- Data to use:
####
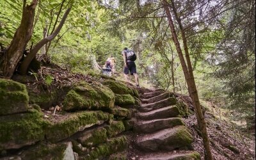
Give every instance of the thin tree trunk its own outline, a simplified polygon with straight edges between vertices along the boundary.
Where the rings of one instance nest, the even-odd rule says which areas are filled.
[[[182,67],[182,70],[184,73],[185,78],[188,83],[189,95],[193,100],[193,104],[195,109],[197,122],[200,128],[200,131],[202,132],[202,136],[204,141],[204,147],[205,148],[205,159],[211,160],[212,159],[212,156],[211,152],[210,143],[207,135],[206,124],[199,102],[199,97],[198,95],[196,86],[195,82],[195,78],[193,73],[192,65],[188,52],[187,42],[186,40],[185,33],[184,32],[182,26],[181,24],[181,20],[177,16],[177,12],[174,6],[174,3],[172,0],[171,1],[172,4],[172,8],[175,13],[175,16],[178,22],[178,24],[182,33],[182,38],[183,40],[183,45],[184,46],[185,55],[188,63],[188,67],[187,65],[186,65],[185,60],[183,57],[182,51],[180,49],[180,45],[178,40],[178,36],[177,35],[174,24],[172,20],[172,15],[169,10],[168,4],[165,0],[163,0],[163,1],[164,3],[164,10],[166,12],[167,17],[169,20],[169,25],[172,31],[172,38],[175,44],[176,49],[177,50],[179,57],[180,58],[180,63]]]
[[[28,42],[31,38],[35,8],[37,0],[33,0],[30,5],[23,1],[22,17],[20,26],[17,29],[6,52],[0,61],[0,75],[11,78],[20,61]]]
[[[28,66],[31,62],[32,60],[35,57],[36,53],[47,42],[53,40],[60,33],[62,26],[63,26],[65,21],[67,19],[69,12],[71,10],[71,7],[68,8],[67,11],[65,12],[63,17],[62,17],[61,20],[60,21],[59,26],[54,30],[54,31],[51,35],[45,37],[45,38],[40,40],[38,43],[37,43],[35,47],[33,48],[31,51],[30,51],[29,54],[28,54],[28,56],[26,56],[24,60],[22,61],[20,65],[20,73],[22,74],[26,74],[28,70]]]

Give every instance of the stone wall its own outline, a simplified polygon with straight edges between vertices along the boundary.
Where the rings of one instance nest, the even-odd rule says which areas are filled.
[[[114,80],[81,82],[61,93],[61,114],[45,116],[58,92],[0,79],[0,159],[125,159],[137,90]]]

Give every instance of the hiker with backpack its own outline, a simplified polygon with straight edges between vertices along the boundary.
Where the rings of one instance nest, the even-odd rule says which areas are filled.
[[[132,50],[129,50],[127,47],[124,49],[122,52],[123,56],[124,68],[124,76],[127,82],[130,83],[128,74],[130,72],[131,75],[133,75],[135,78],[135,83],[137,88],[140,88],[139,85],[139,77],[137,74],[136,66],[134,61],[136,60],[136,55]]]

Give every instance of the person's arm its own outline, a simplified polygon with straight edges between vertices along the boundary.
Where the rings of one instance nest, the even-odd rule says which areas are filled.
[[[122,54],[123,55],[123,59],[124,59],[124,66],[125,67],[127,67],[127,64],[126,63],[126,56],[125,56],[125,52],[122,52]]]

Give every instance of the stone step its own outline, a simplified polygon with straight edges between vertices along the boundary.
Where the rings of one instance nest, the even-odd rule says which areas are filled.
[[[200,160],[200,155],[195,151],[187,151],[179,153],[158,153],[152,154],[139,157],[140,160]]]
[[[141,99],[141,102],[144,104],[153,103],[172,97],[173,95],[173,93],[164,92],[159,95],[153,97],[148,99]]]
[[[176,106],[168,106],[146,113],[140,113],[138,119],[148,120],[157,118],[175,117],[180,115],[180,111]]]
[[[139,108],[139,110],[141,112],[148,112],[154,109],[174,105],[176,104],[176,99],[173,97],[172,97],[156,102],[142,104],[141,106]]]
[[[144,94],[141,95],[141,98],[142,99],[150,99],[153,97],[156,97],[157,95],[159,95],[164,93],[164,91],[163,90],[157,90],[157,91],[154,91],[152,92],[148,92],[148,93],[145,93]]]
[[[180,118],[140,121],[134,126],[134,130],[137,132],[150,133],[163,129],[172,128],[177,125],[184,125]]]
[[[192,148],[193,137],[185,126],[166,129],[153,134],[139,136],[136,144],[144,152]]]

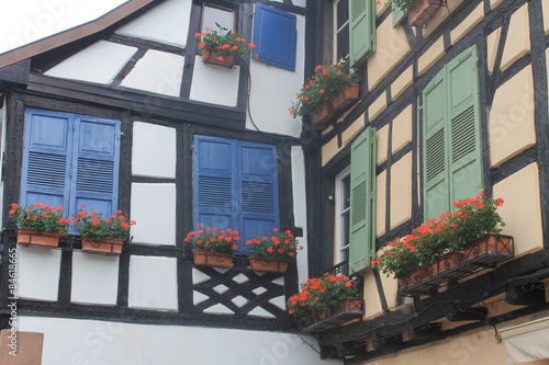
####
- Exercise instructions: Rewrite the listing starting at the line containing "Give every instance of the stone step" and running through the end of the listing, replacing "straight edges" with "straight segments" and leaving everything else unchanged. Give only that part, and leave the pictures out.

- Response to the task:
Give every instance of the stone step its own outline, a simplified polygon with straight segments between vertices along the boundary.
Where the rings of one instance nest, the even-odd rule says which areas are filled.
[[[200,160],[200,155],[195,151],[187,151],[179,153],[158,153],[152,154],[139,157],[140,160]]]
[[[141,99],[141,102],[144,104],[153,103],[172,97],[173,95],[173,93],[164,92],[159,95],[153,97],[148,99]]]
[[[176,106],[168,106],[146,113],[140,113],[138,119],[148,120],[157,118],[175,117],[180,115],[180,111]]]
[[[139,108],[139,110],[141,112],[148,112],[154,109],[174,105],[176,104],[176,99],[173,97],[172,97],[156,102],[142,104],[141,106]]]
[[[144,94],[141,95],[141,98],[142,99],[150,99],[153,97],[156,97],[157,95],[159,95],[164,93],[164,91],[163,90],[157,90],[157,91],[154,91],[152,92],[148,92],[148,93],[145,93]]]
[[[180,118],[140,121],[134,126],[134,130],[137,132],[150,133],[163,129],[172,128],[177,125],[184,125]]]
[[[192,148],[193,137],[185,126],[166,129],[153,134],[139,136],[136,144],[144,152]]]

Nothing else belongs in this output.